Point localization data

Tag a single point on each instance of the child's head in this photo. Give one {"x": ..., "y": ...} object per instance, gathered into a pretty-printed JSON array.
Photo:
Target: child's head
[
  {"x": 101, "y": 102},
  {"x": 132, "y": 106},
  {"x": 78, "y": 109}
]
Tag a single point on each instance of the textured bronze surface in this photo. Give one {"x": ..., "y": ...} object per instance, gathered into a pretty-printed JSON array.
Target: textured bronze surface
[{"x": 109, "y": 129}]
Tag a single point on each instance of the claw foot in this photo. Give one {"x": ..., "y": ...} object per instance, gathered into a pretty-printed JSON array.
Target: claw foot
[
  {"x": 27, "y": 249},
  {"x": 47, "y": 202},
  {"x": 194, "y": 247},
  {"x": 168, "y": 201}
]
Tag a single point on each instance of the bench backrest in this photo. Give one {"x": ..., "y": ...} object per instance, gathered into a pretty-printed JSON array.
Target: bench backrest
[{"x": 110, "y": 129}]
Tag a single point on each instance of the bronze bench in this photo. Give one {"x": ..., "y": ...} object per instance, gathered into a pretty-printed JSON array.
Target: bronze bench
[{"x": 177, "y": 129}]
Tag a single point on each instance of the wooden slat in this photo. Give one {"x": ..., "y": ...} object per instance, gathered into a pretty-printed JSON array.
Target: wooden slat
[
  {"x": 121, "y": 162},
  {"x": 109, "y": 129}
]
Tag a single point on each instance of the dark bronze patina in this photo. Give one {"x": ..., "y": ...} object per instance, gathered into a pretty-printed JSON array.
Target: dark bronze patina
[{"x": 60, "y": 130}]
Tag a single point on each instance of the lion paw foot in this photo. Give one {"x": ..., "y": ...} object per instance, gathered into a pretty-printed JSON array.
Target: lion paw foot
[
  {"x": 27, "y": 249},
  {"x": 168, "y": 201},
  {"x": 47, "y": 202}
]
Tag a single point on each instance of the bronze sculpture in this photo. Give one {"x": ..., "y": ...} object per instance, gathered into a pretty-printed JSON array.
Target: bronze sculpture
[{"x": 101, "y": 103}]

- _Exercise objective_: Retype the lines from the one containing "Target: lion paw foot" to the last line above. Change nothing and include no others.

- _Solution to the exercise_:
Target: lion paw foot
[
  {"x": 27, "y": 249},
  {"x": 168, "y": 201},
  {"x": 47, "y": 202}
]
Tag a single point on each instance of the bronze sculpture in this photo. Give one {"x": ..., "y": ...} object per instance, gathered into a pretty-printed JSON array.
Target: bronze sculpture
[{"x": 101, "y": 103}]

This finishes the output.